Start of SUPPLIED RECORDS

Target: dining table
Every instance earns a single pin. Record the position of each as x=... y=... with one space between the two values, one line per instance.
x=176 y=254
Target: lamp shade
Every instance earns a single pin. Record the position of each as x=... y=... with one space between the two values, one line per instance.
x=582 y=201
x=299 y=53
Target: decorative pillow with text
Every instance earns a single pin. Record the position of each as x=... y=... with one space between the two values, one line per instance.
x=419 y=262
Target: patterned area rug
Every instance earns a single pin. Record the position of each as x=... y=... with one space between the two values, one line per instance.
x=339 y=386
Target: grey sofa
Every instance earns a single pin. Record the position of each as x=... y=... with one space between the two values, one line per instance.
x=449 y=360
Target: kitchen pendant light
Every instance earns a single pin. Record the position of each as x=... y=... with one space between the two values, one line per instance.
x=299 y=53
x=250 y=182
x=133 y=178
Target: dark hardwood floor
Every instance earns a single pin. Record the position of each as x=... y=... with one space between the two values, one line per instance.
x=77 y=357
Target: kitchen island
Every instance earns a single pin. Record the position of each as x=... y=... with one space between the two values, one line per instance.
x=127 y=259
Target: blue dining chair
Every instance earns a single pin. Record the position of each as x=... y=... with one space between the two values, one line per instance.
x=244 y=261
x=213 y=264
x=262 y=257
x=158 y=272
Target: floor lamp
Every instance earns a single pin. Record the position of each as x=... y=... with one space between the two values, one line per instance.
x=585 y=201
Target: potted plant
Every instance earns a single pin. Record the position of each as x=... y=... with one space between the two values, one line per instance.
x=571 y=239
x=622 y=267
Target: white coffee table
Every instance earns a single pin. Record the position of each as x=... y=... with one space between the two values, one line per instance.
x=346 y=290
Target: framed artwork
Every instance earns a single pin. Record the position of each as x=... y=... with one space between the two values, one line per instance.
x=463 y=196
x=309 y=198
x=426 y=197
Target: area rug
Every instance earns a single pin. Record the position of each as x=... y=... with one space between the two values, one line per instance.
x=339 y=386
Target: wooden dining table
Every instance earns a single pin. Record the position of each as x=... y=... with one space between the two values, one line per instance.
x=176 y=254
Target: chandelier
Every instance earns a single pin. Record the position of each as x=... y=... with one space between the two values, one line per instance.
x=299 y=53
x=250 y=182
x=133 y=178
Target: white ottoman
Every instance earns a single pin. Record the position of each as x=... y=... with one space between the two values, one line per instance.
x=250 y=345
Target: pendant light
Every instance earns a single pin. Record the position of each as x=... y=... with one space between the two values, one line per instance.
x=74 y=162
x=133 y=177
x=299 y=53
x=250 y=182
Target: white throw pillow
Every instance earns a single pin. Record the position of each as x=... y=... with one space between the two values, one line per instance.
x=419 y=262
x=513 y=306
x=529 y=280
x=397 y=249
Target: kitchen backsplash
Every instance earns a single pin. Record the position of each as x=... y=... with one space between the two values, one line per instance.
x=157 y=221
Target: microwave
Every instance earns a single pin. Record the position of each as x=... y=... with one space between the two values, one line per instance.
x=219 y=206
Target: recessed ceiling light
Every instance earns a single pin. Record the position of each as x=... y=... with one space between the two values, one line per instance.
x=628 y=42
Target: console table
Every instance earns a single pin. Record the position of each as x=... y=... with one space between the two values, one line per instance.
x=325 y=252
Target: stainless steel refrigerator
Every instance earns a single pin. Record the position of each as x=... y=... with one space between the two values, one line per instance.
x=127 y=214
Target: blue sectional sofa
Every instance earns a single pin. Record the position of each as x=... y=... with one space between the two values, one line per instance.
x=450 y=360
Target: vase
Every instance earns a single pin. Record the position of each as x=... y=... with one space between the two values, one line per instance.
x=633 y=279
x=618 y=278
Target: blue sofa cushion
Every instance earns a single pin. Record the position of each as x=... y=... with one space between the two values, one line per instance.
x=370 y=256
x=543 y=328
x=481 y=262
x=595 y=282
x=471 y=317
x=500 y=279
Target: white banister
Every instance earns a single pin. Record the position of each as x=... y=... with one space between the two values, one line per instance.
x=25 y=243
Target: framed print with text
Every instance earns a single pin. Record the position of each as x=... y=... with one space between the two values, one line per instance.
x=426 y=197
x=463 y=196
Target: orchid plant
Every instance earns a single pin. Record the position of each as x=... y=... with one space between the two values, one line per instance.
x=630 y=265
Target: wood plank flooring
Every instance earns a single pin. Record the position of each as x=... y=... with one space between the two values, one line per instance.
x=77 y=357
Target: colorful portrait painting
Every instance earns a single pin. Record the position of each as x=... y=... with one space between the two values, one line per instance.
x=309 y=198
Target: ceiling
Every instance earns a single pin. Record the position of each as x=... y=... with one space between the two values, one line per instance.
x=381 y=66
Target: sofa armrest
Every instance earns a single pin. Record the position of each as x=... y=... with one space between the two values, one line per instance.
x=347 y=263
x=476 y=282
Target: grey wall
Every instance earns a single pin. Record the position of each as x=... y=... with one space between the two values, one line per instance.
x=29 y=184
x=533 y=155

End of SUPPLIED RECORDS

*TASK STATEMENT*
Copy out all of the material above, line for line, with no changes.

*WRITTEN ANSWER*
Target: dining table
Every instance earns a single pin. Record the position of each as x=... y=... with one space between the two values, one line per instance.
x=176 y=254
Target: lamp shade
Every instance earns a single pin. Record the position of each as x=... y=... with one space between the two values, one line per instance.
x=582 y=201
x=299 y=53
Target: decorative pillow with text
Every instance earns a single pin. Record the position of each as x=... y=... with one space between the two values, one line per instance.
x=419 y=262
Target: patterned area rug
Every instance earns a single pin. Record the position of each as x=... y=... with one space between the two values, one line per instance.
x=339 y=386
Target: grey sofa
Every instance earns a single pin. Record the position of each as x=... y=... with one space between the two values, one line per instance.
x=449 y=360
Target: kitchen pendant light
Every instance earns a single pin. Record the position of each as x=... y=... with one space between the two values, one line per instance.
x=299 y=53
x=250 y=182
x=133 y=178
Target: dark hardwood floor
Every instance earns a single pin. Record the position of each as x=... y=... with one space between the two values, one line per instance.
x=77 y=357
Target: kitchen island
Every instance earns a single pin. Record the position of each as x=... y=... with one space between the two values, one line per instance.
x=127 y=259
Target: blue dining chair
Every instance earns a single pin. Record the position of each as x=... y=... with one space between the two values, one line per instance.
x=244 y=261
x=213 y=264
x=262 y=257
x=158 y=272
Target: floor lamp
Every instance earns a single pin. Record the position of each as x=... y=... with one space between the two values, one line per instance.
x=585 y=201
Target: potted plant
Every instance earns a single pin. Record the position of each as x=... y=... with one space between the two values, one line per instance.
x=571 y=239
x=622 y=267
Target: white coffee table
Every instance earns a single pin. Record the position of each as x=... y=... with one space between the two values, one line per instance.
x=346 y=290
Target: framed artwork
Every instance earns a single pin. Record the position of each as x=... y=... with one space between the two values, one line per instance.
x=463 y=196
x=309 y=198
x=426 y=197
Target: area rug
Every instance earns a single pin. Record the position of each as x=... y=... with one space between the two values, one line per instance.
x=339 y=386
Target: wooden dining table
Every instance earns a single pin. Record the position of each as x=... y=... with one space between the two values, one line per instance.
x=176 y=254
Target: chandelier
Every instance earns a single pin. Record the position of each as x=... y=... with one space between the two values, one line per instance.
x=299 y=53
x=250 y=182
x=133 y=178
Target: white ottoman
Every instance earns a single pin. Record the position of each as x=... y=... with one space between the two values, one line per instance.
x=250 y=345
Target: pendant light
Every instance earns a single pin. Record the position of each as x=... y=... with one space between the two values, one line per instance.
x=74 y=162
x=133 y=177
x=299 y=53
x=250 y=182
Target: white throw pillow
Every instance earns a single pin. Record the position of each as x=... y=... with one space between the two values, one line per instance.
x=419 y=262
x=513 y=306
x=529 y=280
x=397 y=249
Target: kitchen backsplash
Every instance earns a single pin. Record the position of each as x=... y=... with one space between the two values, one line per instance.
x=157 y=221
Target: microwave
Every instance earns a single pin. Record the position of each as x=... y=... with one space between the two values, one line per instance.
x=219 y=206
Target: recessed ceiling light
Every instance earns a single pin. Record the position of each as x=... y=... with one space between the two values, one line per instance.
x=628 y=42
Target: console table
Every instance earns a single pin. Record the position of each as x=... y=... with one space between the two values, one line per instance.
x=325 y=252
Target: stainless steel refrigerator
Every instance earns a single pin. Record the position of each as x=... y=... with one space between the two values, one line per instance.
x=127 y=214
Target: blue sectional sofa
Every instance earns a single pin. Record the position of each as x=... y=... with one space between the two values, one line per instance.
x=450 y=360
Target: vase
Every instance earns a single pin. Record the position of each as x=... y=... with one space between the two values, one line per instance.
x=633 y=279
x=618 y=278
Target: blue sofa cushion
Every instance earns a single pin. Record the position of each as x=... y=... with one space between the two values, one line per instance.
x=370 y=256
x=543 y=328
x=481 y=262
x=595 y=282
x=471 y=317
x=500 y=279
Target: white banister
Every instance earns a single pin. Record the position of each as x=... y=... with one space between the two values, one line per instance.
x=25 y=243
Target: framed print with text
Every instance earns a single pin. Record the position of each as x=... y=... with one space between the two values, one line per instance.
x=426 y=197
x=463 y=196
Target: orchid plant
Every instance earns a single pin. Record the position of each as x=... y=... with one space between the two values, one line per instance.
x=630 y=265
Target: wood plank flooring
Every instance earns a single pin. Record the position of each as x=... y=... with one space between the two values, one line per instance.
x=77 y=357
Target: colorful portrait painting
Every instance earns a single pin. Record the position of each as x=... y=... with one space between the two values, one line per instance.
x=309 y=198
Target: ceiling
Every instance earns a single pin. Record the position of each as x=... y=... with one space between the two values, one line per instance.
x=381 y=66
Target: sofa armrest
Every instance earns a single pin. Record the position of each as x=... y=... with one space between the two values, one line per instance.
x=347 y=263
x=476 y=282
Target: grey wall
Every instance earns a single pin. Record the position of each as x=... y=... with one space between the two values, one line per instance.
x=29 y=184
x=533 y=155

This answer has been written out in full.